__Выбранный отрывок__.
Культура

Елена Ревич: Люблю приключения

{hsimage|Елена Ревич ||||} Известная московская скрипачка против резерваций, в которые загоняют академическое искусство.

Елена Ревич убеждена, что нужно не ждать людей в концертном зале, а приходить к ним туда, где они любят бывать, и играть для них там. 

Елена Ревич в декабре выступила в Петрозаводске. В первом отделении впервые в Петрозаводске прозвучало сочинение выдающегося современного композитора Гии Канчели «Twilight» для скрипки, альта, струнного оркестра и синтезатора. Сольные партии исполнили заслуженная артистка России Елена Ревич и лауреат международного конкурса, артист Симфонического оркестра филармонии Денис Дорофеев (альт). Во втором отделении Елена Ревич представила свою интерпретацию Первого скрипичного концерта Дмитрия Шостаковича.

Елена Ревич в прошлом концертмейстер знаменитого камерного оркестра «Солисты Москвы», она активно гастролирует и готова к любым неожиданностям. 

— Чья была идея — включить в программу «Twilight» Гии Канчели?

— Моя. С Канчели я знакома лично, очень люблю его музыку, многое играла и слышала. «Солисты Москвы» не раз исполняли его произведения. И на репетициях его любимым пожеланием было: «Пожалуйста, еще тише, еще медленнее». Потом услышала запись «Twilight» Жанин Янсен с Максимом Рысановым. Изумительная вещь, произведение невероятной красоты: чистое, светлое и одновременно грустное, трогательное, щемящее. Очень тонкое. Поэтому хотелось сыграть, и я рада, что здесь это получилось. Оркестр играл очень тихо и одновременно выразительно, а это ведь самое сложное: играть тихо и медленно.

__Сохранённые данные__.
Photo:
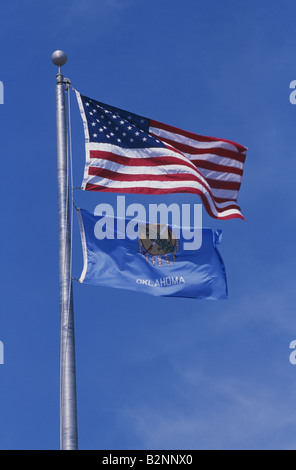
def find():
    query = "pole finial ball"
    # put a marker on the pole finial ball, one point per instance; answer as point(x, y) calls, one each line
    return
point(59, 58)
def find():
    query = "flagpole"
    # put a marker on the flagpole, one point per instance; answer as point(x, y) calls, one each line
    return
point(68, 402)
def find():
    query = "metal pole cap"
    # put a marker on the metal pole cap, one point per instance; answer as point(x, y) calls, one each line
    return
point(59, 58)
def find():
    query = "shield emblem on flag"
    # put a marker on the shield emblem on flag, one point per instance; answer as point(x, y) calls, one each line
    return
point(158, 241)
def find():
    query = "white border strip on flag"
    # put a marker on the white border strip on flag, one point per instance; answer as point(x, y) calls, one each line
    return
point(84, 246)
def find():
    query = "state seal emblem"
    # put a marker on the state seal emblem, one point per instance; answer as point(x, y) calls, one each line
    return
point(158, 241)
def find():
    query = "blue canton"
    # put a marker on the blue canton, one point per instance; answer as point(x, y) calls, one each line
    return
point(107, 124)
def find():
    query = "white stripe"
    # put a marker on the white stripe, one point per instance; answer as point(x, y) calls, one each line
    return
point(84, 120)
point(160, 185)
point(160, 170)
point(220, 176)
point(149, 170)
point(152, 152)
point(137, 153)
point(225, 193)
point(84, 246)
point(209, 157)
point(191, 142)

__Задания и упражнения__.
(1) Выведите из интервью с Еленой Ревич весь отрывок, начиная со слов «Елена Ревич: Люблю» и вниз до слов «для них там.», без единого изменения.
(2) Ответьте по интервью с Еленой Ревич на вопросы:
(a) Какое сочинение Дмитрия Шостаковича Елена Ревич исполнила во втором отделении?
(b) Кто исполнил партию альта в «Twilight»?
(c) Чью запись «Twilight» услышала Елена Ревич?
Данные здесь никакой роли не играют.

__Полученные ответы__.
(1)
Елена Ревич: Люблю приключения

{hsimage|Елена Ревич ||||} Известная московская скрипачка против резерваций, в которые загоняют академическое искусство.

Елена Ревич убеждена, что нужно не ждать людей в концертном зале, а приходить к ним туда, где они любят бывать, и играть для них там.

(2)
(a) Первый скрипичный концерт.
(b) Денис Дорофеев, лауреат международного конкурса и артист Симфонического оркестра филармонии.
(c) Запись Жанин Янсен с Максимом Рысановым.